- [DOCUMENT PASSAGE]:
-- Opening Marker --

In Conversation with Wynona Mutisi by Barnabas Ticha Muvhuti


Above: Photo taken by Evaan Jason Ferreira

Wynona Mutisi is an emerging artist from Harare, Zimbabwe. Her multidisciplinary practice includes printmaking, graphic design and illustration. Her work is inspired by the Black women in her life. She has co-curated a few shows in the past few years. In this conversation with Barnabas Ticha Muvhuti, she talks about her recent online graduate exhibition, the commercial aspect of her work, her choice to focus on Black women, and the future of graphic design in her country of birth. Wynona is currently a fellow at the Mail & Guardian Africa’s The Continent weekly newspaper.

Barnabas Ticha Muvhuti: Congratulations on attaining your Bachelor of Fine Arts (BFA) degree. You were part of the first group at Rhodes University to present your final exhibitions online due to the pandemic. How was the experience?

Wynona Mutisi: Thank you! I would say it was surreal. I mean, from the moment you start doing fine art in your first year, you anticipate having to curate and pull off a physical exhibition. It is what we are trained for. Then, there’s the excitement of meeting with your peers, lecturers, family and others in Art School to launch the One-Night-Only experience of the graduate exhibition.

That did not happen for our group. In fact, it presented an opportunity for us to do something we had never done before; that is, to have our graduate exhibitions last longer than a night. Suddenly the ephemerality of it was removed and more importantly, we had more reach. Anyone anywhere in the world could experience our work without having to travel to Makhanda. I also found an alternative solution to my work, which made it end up being an entirely digital interactive experience. I feel that had we not been going through a pandemic, my solutions would bring a different outcome, one that caters to the possibility of people gathering and physically interacting with my work.

-- Closing Marker --

- [EXERCISE DATA]:
-- Opening Marker --

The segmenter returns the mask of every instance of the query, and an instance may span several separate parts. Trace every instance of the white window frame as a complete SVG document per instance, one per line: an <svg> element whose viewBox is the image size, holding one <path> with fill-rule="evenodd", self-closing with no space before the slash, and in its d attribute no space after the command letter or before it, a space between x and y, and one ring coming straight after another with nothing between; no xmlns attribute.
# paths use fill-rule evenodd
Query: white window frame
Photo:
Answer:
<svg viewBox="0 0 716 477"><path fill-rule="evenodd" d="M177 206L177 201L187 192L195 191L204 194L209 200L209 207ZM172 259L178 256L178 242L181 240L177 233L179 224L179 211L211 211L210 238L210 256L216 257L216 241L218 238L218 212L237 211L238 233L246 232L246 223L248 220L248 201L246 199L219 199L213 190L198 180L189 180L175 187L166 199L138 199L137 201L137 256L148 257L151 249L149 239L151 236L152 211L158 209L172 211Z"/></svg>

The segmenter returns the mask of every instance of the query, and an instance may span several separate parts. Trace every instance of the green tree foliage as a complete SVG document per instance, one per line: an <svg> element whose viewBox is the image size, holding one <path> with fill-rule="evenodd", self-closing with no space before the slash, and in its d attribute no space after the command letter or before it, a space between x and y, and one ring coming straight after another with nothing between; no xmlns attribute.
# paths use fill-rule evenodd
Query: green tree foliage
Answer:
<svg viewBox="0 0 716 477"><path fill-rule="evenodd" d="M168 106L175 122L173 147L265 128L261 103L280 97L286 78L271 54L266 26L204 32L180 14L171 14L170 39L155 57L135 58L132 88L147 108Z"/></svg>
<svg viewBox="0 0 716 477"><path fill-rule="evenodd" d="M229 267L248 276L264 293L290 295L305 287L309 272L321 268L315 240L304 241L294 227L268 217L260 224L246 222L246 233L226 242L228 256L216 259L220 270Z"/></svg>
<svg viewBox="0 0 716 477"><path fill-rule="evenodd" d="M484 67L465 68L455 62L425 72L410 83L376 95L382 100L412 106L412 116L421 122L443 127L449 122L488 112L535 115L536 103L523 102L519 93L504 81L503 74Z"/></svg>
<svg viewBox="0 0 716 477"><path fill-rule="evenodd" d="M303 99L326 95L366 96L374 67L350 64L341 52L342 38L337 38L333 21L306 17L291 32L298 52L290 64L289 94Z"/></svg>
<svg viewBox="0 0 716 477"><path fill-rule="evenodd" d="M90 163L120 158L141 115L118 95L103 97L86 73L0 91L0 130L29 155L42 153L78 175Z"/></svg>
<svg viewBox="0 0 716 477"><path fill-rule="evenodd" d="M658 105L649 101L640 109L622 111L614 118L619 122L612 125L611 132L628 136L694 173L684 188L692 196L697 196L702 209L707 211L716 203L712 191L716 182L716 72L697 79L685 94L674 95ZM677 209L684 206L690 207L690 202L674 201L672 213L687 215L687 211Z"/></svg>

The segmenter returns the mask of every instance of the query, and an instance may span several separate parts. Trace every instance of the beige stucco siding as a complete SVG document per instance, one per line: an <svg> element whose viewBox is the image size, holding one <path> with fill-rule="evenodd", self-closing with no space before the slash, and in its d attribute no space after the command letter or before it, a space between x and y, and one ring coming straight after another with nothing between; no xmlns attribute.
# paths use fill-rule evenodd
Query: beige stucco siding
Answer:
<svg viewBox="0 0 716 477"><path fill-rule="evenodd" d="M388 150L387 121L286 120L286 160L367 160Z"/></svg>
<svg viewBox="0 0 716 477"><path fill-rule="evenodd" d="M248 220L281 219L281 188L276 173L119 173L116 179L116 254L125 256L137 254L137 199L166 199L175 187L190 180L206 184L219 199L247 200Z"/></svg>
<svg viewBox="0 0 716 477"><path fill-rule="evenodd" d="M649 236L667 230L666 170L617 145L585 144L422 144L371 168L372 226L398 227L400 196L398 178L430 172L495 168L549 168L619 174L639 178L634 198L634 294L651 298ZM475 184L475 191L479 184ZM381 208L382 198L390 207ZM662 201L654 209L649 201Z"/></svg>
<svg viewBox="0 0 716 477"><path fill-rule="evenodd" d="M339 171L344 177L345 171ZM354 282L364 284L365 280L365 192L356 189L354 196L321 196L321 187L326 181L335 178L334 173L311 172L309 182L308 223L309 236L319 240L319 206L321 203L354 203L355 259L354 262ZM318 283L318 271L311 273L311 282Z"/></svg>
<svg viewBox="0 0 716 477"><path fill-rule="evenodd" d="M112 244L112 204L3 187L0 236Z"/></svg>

-- Closing Marker --

- [WHAT IS REQUIRED]: Please name the university where Wynona Mutisi earned her Bachelor of Fine Arts, according to the interview with her above.

- [ANSWER FOR THIS EXERCISE]: Rhodes University